START MATERIAL PROVIDED
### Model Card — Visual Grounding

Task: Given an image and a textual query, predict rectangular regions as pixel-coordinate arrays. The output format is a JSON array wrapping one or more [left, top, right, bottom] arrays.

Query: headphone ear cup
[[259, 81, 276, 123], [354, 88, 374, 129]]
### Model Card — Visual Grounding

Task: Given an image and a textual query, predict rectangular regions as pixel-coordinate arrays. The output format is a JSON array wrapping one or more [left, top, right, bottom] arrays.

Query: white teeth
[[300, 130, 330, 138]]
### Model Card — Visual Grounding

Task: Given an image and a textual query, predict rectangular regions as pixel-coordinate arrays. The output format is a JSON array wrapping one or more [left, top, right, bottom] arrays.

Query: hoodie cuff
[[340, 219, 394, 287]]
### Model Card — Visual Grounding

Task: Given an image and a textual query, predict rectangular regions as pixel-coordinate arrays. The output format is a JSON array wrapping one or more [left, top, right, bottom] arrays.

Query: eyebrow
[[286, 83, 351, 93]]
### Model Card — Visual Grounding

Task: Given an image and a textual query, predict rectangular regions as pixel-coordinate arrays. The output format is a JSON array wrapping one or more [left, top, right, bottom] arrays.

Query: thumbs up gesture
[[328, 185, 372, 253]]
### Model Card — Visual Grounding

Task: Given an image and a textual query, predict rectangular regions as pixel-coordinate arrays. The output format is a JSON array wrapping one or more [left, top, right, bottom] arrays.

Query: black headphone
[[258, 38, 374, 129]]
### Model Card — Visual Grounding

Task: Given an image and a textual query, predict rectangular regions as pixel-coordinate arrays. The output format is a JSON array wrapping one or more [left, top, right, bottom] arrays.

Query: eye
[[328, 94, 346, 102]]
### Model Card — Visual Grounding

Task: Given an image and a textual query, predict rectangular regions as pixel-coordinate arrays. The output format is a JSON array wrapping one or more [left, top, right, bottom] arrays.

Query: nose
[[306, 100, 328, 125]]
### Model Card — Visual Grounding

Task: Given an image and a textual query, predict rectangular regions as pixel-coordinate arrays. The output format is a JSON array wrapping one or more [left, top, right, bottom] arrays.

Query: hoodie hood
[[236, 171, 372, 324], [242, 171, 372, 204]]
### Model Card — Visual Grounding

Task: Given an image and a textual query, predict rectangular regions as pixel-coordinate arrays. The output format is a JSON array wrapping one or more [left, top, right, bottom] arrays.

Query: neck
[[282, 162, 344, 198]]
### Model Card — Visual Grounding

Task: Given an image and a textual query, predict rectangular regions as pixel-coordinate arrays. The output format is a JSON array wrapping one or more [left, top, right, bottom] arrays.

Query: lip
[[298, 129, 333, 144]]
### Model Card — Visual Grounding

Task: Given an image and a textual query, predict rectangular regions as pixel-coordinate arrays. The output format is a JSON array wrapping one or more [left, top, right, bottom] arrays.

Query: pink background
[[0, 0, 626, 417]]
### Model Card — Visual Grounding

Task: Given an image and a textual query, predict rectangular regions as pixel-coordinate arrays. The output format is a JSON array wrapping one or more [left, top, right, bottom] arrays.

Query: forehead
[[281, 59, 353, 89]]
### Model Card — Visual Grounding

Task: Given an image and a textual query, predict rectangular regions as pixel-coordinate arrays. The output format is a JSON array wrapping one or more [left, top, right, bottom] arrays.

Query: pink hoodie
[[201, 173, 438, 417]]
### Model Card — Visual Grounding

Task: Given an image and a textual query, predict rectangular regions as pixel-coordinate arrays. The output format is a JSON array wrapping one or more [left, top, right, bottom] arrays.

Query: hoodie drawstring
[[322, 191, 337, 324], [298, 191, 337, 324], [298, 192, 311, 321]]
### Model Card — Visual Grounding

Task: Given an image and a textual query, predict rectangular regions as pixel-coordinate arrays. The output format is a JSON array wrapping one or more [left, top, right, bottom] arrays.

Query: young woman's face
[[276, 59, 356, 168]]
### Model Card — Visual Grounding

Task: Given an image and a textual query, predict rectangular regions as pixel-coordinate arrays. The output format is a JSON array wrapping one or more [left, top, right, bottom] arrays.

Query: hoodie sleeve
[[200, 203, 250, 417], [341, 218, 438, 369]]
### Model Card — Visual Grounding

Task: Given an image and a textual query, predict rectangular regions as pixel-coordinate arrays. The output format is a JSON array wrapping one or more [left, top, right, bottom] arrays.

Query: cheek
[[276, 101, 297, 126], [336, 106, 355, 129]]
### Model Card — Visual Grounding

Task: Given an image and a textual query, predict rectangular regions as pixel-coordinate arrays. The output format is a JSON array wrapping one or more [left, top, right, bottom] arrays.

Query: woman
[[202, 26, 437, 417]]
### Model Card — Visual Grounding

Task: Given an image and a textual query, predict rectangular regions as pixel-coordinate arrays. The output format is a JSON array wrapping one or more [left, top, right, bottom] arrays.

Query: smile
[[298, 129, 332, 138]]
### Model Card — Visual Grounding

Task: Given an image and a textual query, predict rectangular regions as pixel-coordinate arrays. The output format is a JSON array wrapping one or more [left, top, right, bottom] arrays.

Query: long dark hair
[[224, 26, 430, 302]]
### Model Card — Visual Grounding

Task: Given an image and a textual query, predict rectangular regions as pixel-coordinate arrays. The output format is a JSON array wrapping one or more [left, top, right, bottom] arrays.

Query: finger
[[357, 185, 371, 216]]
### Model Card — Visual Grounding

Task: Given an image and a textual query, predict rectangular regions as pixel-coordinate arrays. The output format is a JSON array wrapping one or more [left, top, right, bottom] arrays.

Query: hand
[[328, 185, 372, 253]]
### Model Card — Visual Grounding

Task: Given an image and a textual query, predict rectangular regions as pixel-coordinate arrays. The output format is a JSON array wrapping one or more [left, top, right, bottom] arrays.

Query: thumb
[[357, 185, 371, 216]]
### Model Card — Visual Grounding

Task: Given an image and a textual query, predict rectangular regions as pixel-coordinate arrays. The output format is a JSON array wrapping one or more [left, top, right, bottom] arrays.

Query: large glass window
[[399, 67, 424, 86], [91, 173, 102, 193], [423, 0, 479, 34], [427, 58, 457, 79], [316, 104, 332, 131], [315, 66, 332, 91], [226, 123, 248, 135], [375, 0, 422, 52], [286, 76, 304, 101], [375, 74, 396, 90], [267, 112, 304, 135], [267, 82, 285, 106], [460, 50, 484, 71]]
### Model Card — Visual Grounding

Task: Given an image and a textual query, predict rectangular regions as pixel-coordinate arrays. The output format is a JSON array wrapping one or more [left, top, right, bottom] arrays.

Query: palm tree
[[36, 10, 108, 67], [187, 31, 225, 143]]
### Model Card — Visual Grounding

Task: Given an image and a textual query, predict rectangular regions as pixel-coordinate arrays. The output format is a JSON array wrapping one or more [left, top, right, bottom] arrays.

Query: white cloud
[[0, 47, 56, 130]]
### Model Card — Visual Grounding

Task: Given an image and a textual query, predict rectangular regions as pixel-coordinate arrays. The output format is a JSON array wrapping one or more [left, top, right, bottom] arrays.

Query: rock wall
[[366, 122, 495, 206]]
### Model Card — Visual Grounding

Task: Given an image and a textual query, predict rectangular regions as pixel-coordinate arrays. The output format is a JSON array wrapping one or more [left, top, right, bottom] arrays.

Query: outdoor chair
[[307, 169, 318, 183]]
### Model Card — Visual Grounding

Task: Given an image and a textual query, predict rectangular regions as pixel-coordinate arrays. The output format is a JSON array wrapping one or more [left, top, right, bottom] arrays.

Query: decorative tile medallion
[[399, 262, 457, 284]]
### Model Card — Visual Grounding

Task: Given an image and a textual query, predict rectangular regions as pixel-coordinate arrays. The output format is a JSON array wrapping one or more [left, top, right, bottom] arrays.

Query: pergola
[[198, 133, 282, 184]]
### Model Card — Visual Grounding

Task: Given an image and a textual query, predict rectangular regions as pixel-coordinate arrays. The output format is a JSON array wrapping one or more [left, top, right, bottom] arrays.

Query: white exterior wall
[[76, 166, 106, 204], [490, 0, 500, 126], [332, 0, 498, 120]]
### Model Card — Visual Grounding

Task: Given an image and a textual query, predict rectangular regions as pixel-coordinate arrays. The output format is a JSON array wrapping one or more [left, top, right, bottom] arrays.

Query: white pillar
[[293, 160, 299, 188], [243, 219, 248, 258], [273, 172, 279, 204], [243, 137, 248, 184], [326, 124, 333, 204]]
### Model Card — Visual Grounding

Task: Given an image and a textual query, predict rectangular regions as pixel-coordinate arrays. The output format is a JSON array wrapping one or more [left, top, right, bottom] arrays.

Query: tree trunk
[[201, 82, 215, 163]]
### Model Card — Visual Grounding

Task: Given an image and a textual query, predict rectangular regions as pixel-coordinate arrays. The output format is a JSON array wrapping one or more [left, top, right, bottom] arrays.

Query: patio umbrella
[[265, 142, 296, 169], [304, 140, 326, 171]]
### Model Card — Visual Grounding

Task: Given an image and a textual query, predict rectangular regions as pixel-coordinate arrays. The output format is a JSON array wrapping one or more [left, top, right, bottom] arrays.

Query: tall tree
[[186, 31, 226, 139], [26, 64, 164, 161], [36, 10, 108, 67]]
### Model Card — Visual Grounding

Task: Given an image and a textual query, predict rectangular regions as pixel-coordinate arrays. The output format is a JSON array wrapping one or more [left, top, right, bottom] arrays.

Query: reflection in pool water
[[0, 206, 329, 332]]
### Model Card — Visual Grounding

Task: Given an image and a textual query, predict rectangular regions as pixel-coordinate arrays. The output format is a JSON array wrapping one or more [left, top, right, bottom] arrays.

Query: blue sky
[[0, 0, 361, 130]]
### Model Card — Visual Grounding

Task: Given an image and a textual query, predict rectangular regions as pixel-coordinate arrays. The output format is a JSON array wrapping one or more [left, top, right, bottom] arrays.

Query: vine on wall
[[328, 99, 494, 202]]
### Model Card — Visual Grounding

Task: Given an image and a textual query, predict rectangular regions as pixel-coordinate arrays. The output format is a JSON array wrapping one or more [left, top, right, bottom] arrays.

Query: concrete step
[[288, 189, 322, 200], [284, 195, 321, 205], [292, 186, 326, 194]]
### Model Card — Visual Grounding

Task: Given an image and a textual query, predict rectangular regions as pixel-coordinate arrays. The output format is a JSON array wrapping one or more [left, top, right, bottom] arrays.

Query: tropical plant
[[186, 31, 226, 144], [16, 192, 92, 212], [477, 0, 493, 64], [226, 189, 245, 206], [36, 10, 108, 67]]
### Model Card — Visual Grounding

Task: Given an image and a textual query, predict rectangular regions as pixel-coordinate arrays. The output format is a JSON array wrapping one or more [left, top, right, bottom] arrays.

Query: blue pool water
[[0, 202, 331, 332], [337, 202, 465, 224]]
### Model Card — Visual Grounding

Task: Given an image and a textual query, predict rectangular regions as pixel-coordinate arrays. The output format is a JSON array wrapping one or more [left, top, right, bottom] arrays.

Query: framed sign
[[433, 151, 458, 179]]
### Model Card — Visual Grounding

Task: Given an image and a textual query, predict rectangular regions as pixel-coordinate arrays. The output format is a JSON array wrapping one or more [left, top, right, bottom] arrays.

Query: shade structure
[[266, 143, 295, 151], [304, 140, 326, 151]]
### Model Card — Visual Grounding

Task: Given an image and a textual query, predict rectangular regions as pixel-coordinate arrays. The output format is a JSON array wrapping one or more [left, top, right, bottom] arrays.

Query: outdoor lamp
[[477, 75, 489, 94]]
END MATERIAL PROVIDED
WHAT NEEDS TO BE DONE: Reproduce the rows verbatim, from the first line up to and including the line that contains "[[259, 81, 276, 123], [354, 88, 374, 129]]".

EXERCISE OUTPUT:
### Model Card — Visual Grounding

Task: Given an image and a textual query, predict rectangular regions as pixel-coordinate arrays. The output format is a JSON array wrapping one or more [left, top, right, bottom] arrays.

Query: headphone ear cup
[[259, 81, 276, 123], [354, 88, 374, 129]]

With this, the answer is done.